Point placement records
──────

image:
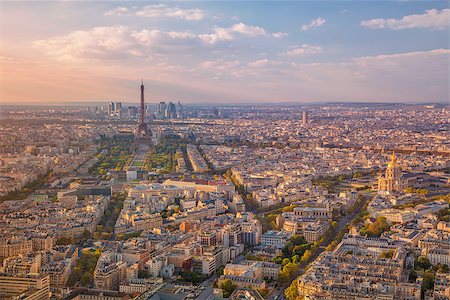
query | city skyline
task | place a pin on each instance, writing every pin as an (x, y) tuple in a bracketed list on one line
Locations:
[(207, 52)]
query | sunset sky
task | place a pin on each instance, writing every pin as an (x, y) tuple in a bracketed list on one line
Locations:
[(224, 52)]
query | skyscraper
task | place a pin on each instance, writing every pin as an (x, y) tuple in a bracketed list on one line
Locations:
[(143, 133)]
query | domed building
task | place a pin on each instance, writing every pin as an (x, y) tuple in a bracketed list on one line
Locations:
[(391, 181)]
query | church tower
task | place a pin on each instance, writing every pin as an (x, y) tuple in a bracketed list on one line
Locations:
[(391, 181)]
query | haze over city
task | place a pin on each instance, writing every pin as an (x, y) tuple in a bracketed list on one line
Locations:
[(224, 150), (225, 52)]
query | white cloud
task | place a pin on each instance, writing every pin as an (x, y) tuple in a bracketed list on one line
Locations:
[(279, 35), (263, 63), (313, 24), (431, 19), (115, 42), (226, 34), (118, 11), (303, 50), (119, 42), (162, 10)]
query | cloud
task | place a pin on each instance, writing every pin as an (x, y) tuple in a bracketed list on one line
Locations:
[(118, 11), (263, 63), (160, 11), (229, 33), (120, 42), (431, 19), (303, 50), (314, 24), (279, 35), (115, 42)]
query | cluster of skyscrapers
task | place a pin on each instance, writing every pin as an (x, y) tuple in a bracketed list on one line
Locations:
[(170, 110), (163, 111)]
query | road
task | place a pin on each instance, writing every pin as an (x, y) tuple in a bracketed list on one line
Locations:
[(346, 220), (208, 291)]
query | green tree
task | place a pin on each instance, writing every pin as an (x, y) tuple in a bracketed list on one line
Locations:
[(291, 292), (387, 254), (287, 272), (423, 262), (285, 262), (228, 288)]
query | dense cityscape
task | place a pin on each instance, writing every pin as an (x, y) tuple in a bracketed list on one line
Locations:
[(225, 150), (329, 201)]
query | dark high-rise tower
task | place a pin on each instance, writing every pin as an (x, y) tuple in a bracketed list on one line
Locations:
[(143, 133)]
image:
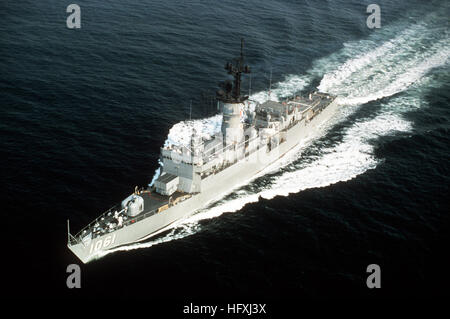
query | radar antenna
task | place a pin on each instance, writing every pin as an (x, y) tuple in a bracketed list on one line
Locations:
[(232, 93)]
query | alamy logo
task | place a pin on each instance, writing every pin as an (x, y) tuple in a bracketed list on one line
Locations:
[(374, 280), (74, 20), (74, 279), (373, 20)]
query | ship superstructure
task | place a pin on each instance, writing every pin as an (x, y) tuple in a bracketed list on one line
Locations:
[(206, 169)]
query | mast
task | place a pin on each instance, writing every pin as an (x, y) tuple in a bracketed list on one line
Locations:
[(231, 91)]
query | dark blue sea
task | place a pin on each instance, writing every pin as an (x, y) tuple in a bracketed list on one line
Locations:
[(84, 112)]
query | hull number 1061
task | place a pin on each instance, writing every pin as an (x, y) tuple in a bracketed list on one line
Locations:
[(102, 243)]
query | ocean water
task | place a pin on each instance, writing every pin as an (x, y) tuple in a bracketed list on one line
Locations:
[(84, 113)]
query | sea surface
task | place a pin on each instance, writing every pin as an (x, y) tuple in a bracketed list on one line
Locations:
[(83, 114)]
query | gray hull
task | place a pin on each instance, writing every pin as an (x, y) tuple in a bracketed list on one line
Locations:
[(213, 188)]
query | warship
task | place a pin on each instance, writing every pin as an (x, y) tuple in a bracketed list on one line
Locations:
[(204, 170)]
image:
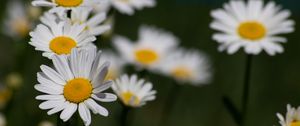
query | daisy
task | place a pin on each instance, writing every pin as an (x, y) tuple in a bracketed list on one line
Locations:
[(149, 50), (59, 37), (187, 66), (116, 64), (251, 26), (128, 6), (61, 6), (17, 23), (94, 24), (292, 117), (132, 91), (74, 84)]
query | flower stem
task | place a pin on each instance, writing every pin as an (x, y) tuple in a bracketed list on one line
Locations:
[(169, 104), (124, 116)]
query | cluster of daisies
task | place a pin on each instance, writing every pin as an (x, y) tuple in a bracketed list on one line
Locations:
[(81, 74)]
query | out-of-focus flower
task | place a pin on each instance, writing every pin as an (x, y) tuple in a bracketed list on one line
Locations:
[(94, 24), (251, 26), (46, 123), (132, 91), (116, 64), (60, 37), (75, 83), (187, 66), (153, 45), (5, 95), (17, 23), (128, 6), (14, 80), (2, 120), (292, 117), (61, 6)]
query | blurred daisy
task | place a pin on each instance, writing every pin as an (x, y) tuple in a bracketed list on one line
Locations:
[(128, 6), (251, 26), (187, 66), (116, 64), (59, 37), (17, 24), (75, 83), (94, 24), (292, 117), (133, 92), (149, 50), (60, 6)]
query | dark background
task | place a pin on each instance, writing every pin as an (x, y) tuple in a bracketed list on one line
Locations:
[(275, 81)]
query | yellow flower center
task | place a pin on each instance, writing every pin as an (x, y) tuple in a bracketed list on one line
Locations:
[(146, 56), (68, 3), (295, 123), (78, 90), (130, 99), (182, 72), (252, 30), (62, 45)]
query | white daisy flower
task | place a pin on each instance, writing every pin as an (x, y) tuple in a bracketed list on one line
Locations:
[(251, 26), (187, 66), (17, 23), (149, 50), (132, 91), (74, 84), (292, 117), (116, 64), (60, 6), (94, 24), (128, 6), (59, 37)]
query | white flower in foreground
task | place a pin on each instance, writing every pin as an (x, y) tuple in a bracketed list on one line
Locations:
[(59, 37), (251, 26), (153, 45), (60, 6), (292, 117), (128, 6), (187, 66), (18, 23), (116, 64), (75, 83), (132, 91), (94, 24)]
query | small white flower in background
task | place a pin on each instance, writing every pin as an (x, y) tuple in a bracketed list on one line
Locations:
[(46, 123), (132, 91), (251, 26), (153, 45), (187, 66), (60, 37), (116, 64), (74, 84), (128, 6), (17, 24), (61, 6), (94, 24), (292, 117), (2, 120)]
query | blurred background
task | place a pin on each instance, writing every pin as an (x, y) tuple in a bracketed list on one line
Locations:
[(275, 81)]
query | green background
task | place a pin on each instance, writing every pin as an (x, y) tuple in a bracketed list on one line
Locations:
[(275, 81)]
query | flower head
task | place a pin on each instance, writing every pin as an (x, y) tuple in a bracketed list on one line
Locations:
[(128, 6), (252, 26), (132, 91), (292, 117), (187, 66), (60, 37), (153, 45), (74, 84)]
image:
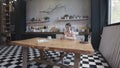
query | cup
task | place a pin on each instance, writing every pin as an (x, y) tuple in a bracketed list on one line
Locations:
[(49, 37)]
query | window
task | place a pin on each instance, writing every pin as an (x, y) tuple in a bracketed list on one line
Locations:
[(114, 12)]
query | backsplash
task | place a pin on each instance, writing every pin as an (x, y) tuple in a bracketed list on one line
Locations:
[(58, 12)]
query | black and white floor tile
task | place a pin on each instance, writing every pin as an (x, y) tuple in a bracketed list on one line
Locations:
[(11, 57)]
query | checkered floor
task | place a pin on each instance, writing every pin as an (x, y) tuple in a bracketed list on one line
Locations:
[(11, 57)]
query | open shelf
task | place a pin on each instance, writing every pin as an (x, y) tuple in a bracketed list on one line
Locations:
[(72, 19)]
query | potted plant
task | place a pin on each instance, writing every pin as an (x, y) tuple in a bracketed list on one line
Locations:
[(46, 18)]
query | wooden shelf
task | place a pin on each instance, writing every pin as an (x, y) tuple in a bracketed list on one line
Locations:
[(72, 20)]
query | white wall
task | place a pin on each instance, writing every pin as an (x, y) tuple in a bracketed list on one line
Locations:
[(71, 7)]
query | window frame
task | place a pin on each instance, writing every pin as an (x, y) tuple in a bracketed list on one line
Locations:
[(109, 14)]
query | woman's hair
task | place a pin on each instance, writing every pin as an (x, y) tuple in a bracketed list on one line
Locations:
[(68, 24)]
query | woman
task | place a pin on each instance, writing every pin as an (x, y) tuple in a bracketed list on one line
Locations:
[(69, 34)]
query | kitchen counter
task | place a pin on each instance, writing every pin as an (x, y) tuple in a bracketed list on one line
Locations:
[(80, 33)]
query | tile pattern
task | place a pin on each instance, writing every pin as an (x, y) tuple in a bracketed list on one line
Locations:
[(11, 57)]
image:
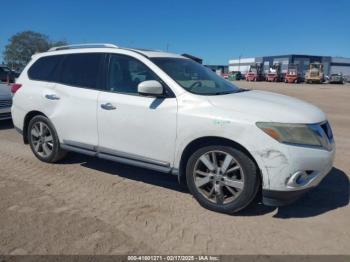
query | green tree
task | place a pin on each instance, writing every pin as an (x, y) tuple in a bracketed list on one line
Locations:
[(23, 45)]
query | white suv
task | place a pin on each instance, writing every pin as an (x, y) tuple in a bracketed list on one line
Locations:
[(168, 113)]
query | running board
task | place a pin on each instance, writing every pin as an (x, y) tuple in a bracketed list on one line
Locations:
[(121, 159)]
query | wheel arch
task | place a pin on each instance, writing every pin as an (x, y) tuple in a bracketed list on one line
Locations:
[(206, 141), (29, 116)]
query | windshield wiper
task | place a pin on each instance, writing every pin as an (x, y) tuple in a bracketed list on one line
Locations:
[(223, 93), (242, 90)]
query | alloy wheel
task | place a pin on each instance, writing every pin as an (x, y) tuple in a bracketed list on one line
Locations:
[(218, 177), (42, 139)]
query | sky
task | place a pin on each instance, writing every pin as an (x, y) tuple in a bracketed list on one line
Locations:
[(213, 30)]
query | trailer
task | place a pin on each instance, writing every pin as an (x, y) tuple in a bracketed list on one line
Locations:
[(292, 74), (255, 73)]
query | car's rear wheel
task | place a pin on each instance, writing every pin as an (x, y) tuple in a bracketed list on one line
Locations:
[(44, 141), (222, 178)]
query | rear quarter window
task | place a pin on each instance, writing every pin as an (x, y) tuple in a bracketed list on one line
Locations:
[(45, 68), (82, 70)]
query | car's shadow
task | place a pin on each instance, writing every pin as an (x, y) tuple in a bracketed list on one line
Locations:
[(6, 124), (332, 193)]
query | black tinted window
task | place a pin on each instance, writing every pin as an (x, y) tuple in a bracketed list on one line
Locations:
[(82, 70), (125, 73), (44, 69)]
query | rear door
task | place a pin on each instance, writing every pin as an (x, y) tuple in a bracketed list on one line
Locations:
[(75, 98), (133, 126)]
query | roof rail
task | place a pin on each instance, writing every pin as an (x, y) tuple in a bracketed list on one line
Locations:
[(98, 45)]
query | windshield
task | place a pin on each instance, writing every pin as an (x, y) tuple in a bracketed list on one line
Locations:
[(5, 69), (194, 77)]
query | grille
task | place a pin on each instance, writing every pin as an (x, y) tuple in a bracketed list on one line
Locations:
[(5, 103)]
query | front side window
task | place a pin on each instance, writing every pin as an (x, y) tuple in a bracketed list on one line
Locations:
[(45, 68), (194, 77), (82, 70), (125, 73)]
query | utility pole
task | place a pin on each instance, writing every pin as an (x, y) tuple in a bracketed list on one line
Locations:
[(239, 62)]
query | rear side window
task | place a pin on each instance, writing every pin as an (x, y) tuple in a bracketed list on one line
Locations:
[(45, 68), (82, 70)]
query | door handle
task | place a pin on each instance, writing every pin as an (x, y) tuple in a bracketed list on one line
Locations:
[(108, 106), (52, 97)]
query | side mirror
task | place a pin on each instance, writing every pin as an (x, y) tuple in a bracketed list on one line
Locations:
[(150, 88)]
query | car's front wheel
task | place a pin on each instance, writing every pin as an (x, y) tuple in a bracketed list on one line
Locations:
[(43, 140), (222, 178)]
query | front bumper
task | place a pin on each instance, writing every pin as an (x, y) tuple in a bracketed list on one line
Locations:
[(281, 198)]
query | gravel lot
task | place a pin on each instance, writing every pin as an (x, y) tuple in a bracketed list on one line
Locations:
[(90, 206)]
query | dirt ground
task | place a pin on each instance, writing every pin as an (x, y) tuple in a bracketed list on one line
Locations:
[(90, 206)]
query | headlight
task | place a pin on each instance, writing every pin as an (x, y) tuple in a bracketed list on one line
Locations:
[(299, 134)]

──────

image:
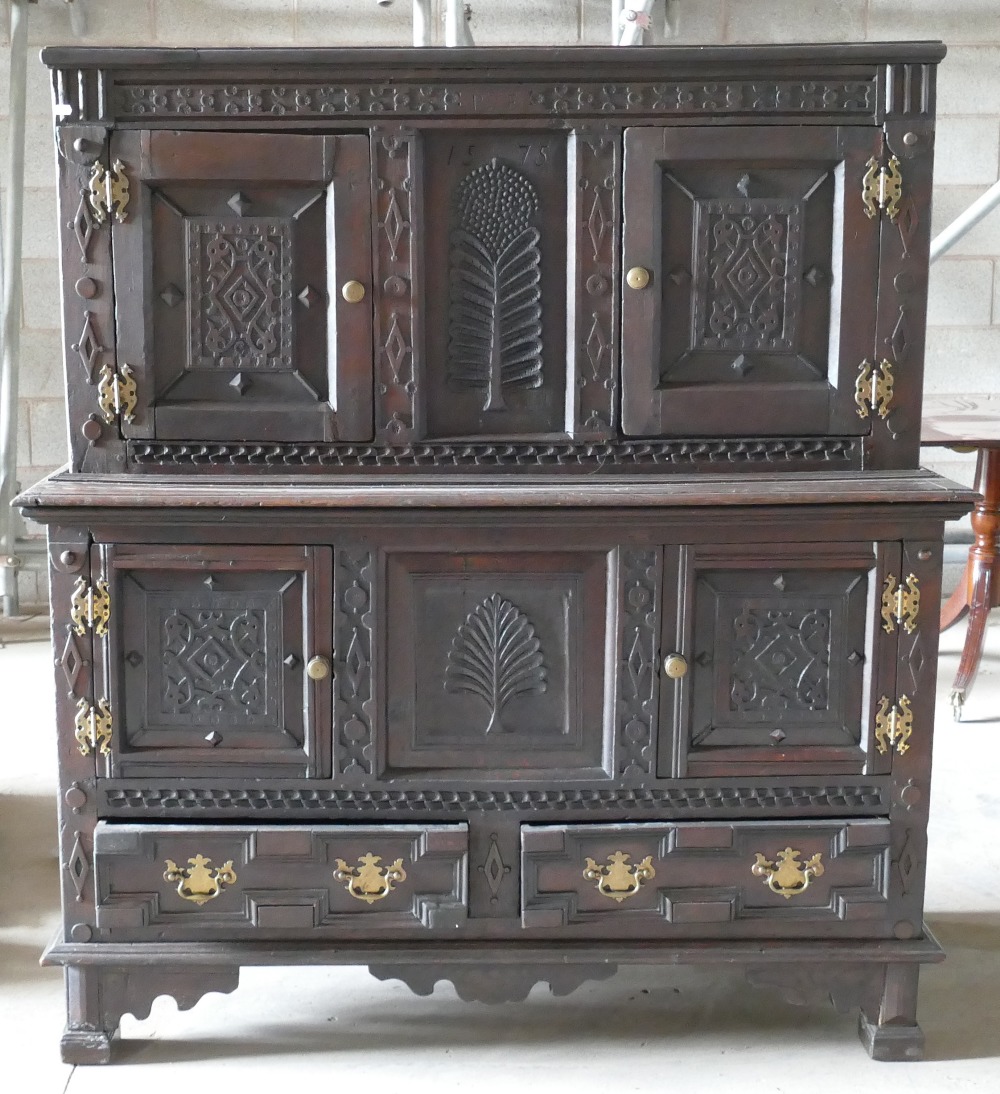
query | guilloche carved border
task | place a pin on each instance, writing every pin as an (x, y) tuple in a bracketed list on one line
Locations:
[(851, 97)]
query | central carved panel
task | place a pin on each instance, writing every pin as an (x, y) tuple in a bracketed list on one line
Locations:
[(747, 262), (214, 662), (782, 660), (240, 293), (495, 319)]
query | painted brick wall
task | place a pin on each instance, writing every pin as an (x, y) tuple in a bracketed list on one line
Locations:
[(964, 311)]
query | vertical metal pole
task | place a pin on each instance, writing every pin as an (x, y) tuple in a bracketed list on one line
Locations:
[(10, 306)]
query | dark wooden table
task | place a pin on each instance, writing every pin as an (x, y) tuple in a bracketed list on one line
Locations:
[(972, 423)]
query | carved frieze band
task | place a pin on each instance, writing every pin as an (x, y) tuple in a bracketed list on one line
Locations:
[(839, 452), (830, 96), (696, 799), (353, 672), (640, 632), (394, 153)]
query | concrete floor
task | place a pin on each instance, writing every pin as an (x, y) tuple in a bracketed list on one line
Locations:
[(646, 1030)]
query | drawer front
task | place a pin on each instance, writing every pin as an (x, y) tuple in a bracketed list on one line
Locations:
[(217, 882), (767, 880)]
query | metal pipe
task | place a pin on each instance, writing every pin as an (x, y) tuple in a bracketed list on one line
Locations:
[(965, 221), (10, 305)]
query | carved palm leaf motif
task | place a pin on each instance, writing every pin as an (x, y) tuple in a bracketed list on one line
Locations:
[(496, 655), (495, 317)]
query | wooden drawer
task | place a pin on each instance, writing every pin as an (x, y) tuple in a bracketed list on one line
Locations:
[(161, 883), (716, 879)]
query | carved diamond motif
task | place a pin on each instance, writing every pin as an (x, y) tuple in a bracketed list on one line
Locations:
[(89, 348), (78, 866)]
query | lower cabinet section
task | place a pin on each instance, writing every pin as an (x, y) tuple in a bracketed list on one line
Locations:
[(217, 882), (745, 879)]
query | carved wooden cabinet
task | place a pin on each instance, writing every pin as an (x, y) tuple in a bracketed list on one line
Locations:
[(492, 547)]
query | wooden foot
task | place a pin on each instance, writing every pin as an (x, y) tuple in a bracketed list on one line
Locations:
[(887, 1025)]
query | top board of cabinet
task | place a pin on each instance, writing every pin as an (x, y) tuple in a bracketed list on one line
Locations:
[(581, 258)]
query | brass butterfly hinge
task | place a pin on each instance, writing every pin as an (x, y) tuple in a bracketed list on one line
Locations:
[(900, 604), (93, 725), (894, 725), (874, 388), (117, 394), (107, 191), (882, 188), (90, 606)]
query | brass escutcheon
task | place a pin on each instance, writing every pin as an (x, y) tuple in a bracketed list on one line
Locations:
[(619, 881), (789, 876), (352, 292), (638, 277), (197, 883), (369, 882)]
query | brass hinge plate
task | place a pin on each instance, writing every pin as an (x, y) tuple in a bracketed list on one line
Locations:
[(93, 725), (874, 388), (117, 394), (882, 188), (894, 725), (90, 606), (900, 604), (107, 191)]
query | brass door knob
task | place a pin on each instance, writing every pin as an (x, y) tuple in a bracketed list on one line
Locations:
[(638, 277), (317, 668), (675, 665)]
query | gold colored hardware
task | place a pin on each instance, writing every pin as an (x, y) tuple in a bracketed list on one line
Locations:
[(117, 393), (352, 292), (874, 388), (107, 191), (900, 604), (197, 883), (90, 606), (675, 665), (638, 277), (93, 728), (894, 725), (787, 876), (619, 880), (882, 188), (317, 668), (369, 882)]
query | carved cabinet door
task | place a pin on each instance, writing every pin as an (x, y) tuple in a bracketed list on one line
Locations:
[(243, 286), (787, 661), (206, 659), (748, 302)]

──────

= Written request =
Reproduce only the records starting at the line containing "query | flower stem" and ending at the line containing "91), (94, 24)]", renaming "Locations" to "Coordinates" everywhere in them and changing nothing else.

= Response to this task =
query | flower stem
task | place a pin on each instance, writing every pin as an (x, y) tuple in a bracketed list on one line
Coordinates:
[(169, 104), (124, 116)]
query | cluster of daisies
task | place a pin on each instance, writing every pin as an (x, y) tuple in a bracketed list on one line
Coordinates:
[(81, 74)]
query | out-of-focus flower
task | place a pin on each instance, writing every pin as an (x, y) tuple in a bracketed list on one line
Coordinates:
[(94, 24), (251, 26), (46, 123), (132, 91), (116, 64), (60, 37), (75, 83), (187, 66), (153, 45), (5, 95), (17, 23), (128, 6), (14, 80), (2, 120), (292, 117), (61, 6)]
query | blurred daisy
task | place a pin on each instance, writing every pin as an (x, y) tuple in a bracketed list on one line
Coordinates:
[(128, 6), (251, 26), (187, 66), (116, 64), (59, 37), (17, 24), (75, 83), (94, 24), (292, 117), (133, 92), (149, 50), (60, 6)]
query | dark background
task | place a pin on each instance, writing every pin as an (x, y) tuple in a bracketed list on one line
Coordinates:
[(275, 81)]
query | yellow flower center
task | place a pin on each instance, writing every pin as an (x, y) tuple in a bracketed list on one line
Coordinates:
[(146, 56), (68, 3), (295, 123), (78, 90), (130, 99), (182, 72), (252, 30), (62, 45)]
query | white daisy flower
task | place a pin on each instance, writing every pin as an (x, y) tuple in a bracketed list on one line
Coordinates:
[(251, 26), (187, 66), (17, 23), (149, 50), (132, 91), (74, 84), (292, 117), (116, 64), (60, 6), (94, 24), (128, 6), (59, 37)]
query | white flower in foreground
task | place a pin on each instance, writing every pin as an (x, y) tuple in a bracketed list on one line
Coordinates:
[(59, 37), (251, 26), (153, 45), (60, 6), (292, 117), (128, 6), (187, 66), (18, 23), (116, 64), (75, 83), (132, 91), (94, 24)]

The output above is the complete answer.